**** Records for this task ****
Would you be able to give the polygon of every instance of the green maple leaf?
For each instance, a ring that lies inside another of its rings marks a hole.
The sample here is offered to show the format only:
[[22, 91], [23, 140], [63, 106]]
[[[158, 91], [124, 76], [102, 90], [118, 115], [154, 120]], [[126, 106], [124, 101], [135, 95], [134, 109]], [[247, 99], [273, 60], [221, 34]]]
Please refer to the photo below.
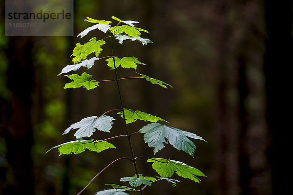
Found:
[[182, 150], [193, 157], [194, 149], [196, 147], [187, 137], [205, 141], [201, 137], [194, 133], [158, 123], [146, 125], [139, 132], [145, 133], [144, 140], [149, 147], [154, 148], [155, 154], [165, 147], [164, 143], [167, 143], [167, 139], [175, 148], [179, 151]]
[[126, 190], [125, 189], [105, 190], [97, 192], [95, 195], [129, 195], [124, 192]]
[[[116, 67], [117, 68], [119, 66], [121, 66], [123, 68], [132, 68], [136, 70], [137, 65], [138, 64], [142, 64], [141, 62], [138, 60], [136, 57], [124, 57], [121, 59], [115, 57], [115, 64]], [[115, 67], [113, 58], [108, 58], [105, 60], [108, 62], [107, 65], [111, 68], [111, 70], [114, 70]]]
[[54, 147], [47, 151], [46, 153], [54, 148], [58, 149], [59, 156], [71, 153], [79, 154], [84, 152], [85, 149], [99, 153], [110, 148], [116, 148], [112, 144], [108, 142], [105, 141], [99, 142], [99, 141], [100, 140], [85, 140], [68, 142]]
[[78, 129], [74, 136], [76, 139], [80, 140], [84, 137], [90, 137], [96, 129], [110, 132], [114, 120], [113, 117], [105, 115], [100, 117], [90, 116], [70, 125], [64, 131], [63, 134], [68, 133], [72, 130]]
[[139, 37], [140, 32], [136, 28], [127, 25], [112, 26], [110, 28], [110, 31], [113, 34], [125, 33], [131, 37]]
[[129, 181], [129, 185], [131, 187], [137, 187], [142, 184], [150, 186], [151, 183], [149, 180], [143, 178], [137, 178], [137, 177], [126, 177], [120, 179], [120, 181]]
[[[118, 114], [120, 114], [122, 118], [123, 118], [123, 115], [122, 114], [122, 112], [118, 112]], [[166, 121], [162, 118], [153, 116], [140, 110], [132, 111], [131, 109], [125, 109], [124, 110], [124, 114], [125, 115], [125, 118], [126, 119], [126, 124], [132, 123], [138, 119], [142, 120], [146, 122], [149, 121], [152, 122], [156, 122], [158, 121]]]
[[105, 20], [98, 21], [98, 20], [93, 19], [92, 18], [90, 18], [89, 17], [86, 17], [86, 19], [84, 19], [84, 20], [90, 23], [99, 23], [105, 24], [108, 24], [110, 23], [112, 23], [112, 22], [111, 21], [106, 21]]
[[[149, 181], [154, 181], [156, 180], [156, 178], [155, 177], [150, 177], [150, 176], [143, 176], [142, 174], [139, 174], [139, 178], [142, 178], [143, 179], [146, 179]], [[136, 175], [135, 175], [133, 176], [134, 177], [137, 177], [137, 176]]]
[[167, 88], [167, 86], [169, 86], [169, 87], [171, 87], [173, 88], [173, 87], [172, 86], [171, 86], [170, 85], [164, 82], [164, 81], [160, 81], [159, 80], [149, 77], [147, 75], [145, 75], [143, 74], [140, 74], [138, 72], [135, 72], [136, 73], [142, 76], [144, 78], [146, 79], [146, 81], [149, 81], [153, 84], [157, 84], [157, 85], [159, 85], [160, 86], [164, 88]]
[[103, 50], [101, 45], [105, 44], [106, 42], [104, 40], [97, 41], [95, 37], [91, 38], [88, 42], [82, 45], [79, 43], [76, 43], [76, 46], [73, 49], [73, 53], [72, 56], [75, 56], [72, 59], [74, 64], [78, 63], [86, 58], [86, 57], [92, 53], [94, 53], [96, 57], [99, 55]]
[[92, 79], [93, 76], [84, 72], [81, 76], [73, 74], [72, 75], [66, 75], [68, 78], [73, 80], [71, 83], [65, 84], [64, 88], [78, 88], [83, 86], [87, 90], [96, 88], [99, 86], [99, 82]]
[[151, 158], [147, 162], [152, 163], [153, 169], [162, 177], [171, 177], [175, 172], [181, 177], [199, 183], [200, 179], [197, 176], [206, 176], [198, 169], [182, 162], [160, 158]]
[[67, 65], [65, 66], [62, 70], [61, 70], [61, 72], [58, 74], [58, 75], [61, 75], [63, 73], [67, 73], [71, 71], [76, 71], [80, 69], [80, 68], [82, 66], [85, 67], [87, 69], [89, 69], [92, 67], [93, 65], [95, 65], [95, 61], [99, 60], [99, 58], [96, 58], [95, 57], [91, 58], [89, 60], [85, 59], [81, 63], [77, 64], [75, 65]]

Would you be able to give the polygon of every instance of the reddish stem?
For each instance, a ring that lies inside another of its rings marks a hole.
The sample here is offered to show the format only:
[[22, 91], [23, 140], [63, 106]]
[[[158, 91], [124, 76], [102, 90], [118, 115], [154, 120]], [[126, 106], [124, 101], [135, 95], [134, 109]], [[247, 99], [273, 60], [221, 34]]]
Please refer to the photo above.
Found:
[[121, 160], [121, 159], [128, 159], [131, 161], [133, 161], [133, 160], [130, 158], [127, 158], [126, 157], [122, 157], [121, 158], [118, 158], [117, 159], [116, 159], [115, 160], [114, 160], [114, 161], [112, 162], [111, 163], [109, 164], [108, 165], [107, 165], [106, 166], [106, 167], [105, 167], [105, 168], [104, 168], [101, 171], [100, 171], [98, 174], [97, 174], [97, 175], [96, 176], [95, 176], [95, 177], [94, 178], [93, 178], [93, 179], [89, 182], [89, 183], [88, 183], [87, 184], [87, 185], [86, 185], [86, 186], [85, 186], [85, 187], [84, 188], [84, 189], [83, 190], [82, 190], [81, 191], [80, 191], [79, 192], [79, 193], [78, 193], [77, 194], [77, 195], [79, 195], [84, 190], [84, 189], [85, 188], [86, 188], [86, 187], [87, 186], [88, 186], [88, 185], [94, 180], [94, 179], [95, 179], [96, 178], [96, 177], [97, 177], [98, 176], [98, 175], [99, 175], [100, 174], [100, 173], [101, 173], [102, 172], [103, 172], [105, 169], [106, 169], [106, 168], [108, 168], [108, 167], [109, 167], [110, 165], [111, 165], [111, 164], [112, 164], [113, 163], [114, 163], [114, 162], [115, 162], [116, 161]]

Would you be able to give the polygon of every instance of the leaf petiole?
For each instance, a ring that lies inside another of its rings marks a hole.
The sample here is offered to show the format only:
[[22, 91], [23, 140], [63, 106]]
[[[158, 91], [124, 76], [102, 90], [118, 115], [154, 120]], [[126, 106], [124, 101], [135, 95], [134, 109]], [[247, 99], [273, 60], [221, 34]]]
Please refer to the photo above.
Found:
[[79, 192], [79, 193], [78, 193], [78, 194], [77, 194], [77, 195], [80, 195], [80, 194], [81, 194], [81, 193], [82, 193], [82, 192], [83, 192], [84, 190], [84, 189], [85, 189], [85, 188], [86, 188], [86, 187], [87, 187], [87, 186], [88, 186], [88, 185], [89, 185], [89, 184], [90, 184], [90, 183], [91, 183], [91, 182], [92, 182], [92, 181], [94, 180], [94, 179], [95, 179], [96, 178], [96, 177], [97, 177], [98, 176], [98, 175], [99, 175], [99, 174], [100, 174], [100, 173], [101, 173], [102, 172], [103, 172], [103, 171], [105, 171], [105, 170], [106, 168], [108, 168], [108, 167], [109, 167], [110, 165], [111, 165], [111, 164], [112, 164], [113, 163], [114, 163], [114, 162], [115, 162], [116, 161], [118, 161], [118, 160], [121, 160], [121, 159], [128, 159], [128, 160], [130, 160], [131, 161], [133, 161], [133, 160], [132, 160], [132, 159], [131, 159], [131, 158], [127, 158], [127, 157], [121, 157], [121, 158], [117, 158], [117, 159], [115, 160], [114, 161], [113, 161], [113, 162], [112, 162], [111, 163], [110, 163], [110, 164], [109, 164], [108, 165], [107, 165], [107, 166], [106, 166], [106, 167], [105, 167], [105, 168], [104, 168], [104, 169], [103, 169], [103, 170], [102, 170], [101, 171], [100, 171], [100, 172], [99, 172], [99, 173], [98, 174], [97, 174], [96, 175], [96, 176], [95, 176], [94, 177], [94, 178], [93, 178], [93, 179], [92, 179], [91, 180], [90, 180], [90, 182], [89, 182], [89, 183], [87, 184], [87, 185], [86, 185], [85, 186], [85, 187], [84, 187], [84, 189], [83, 189], [83, 190], [82, 190], [82, 191], [80, 191], [80, 192]]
****
Exercise task
Count the lines in the items that contain the string "every", and reply with that number alone.

Exercise solution
3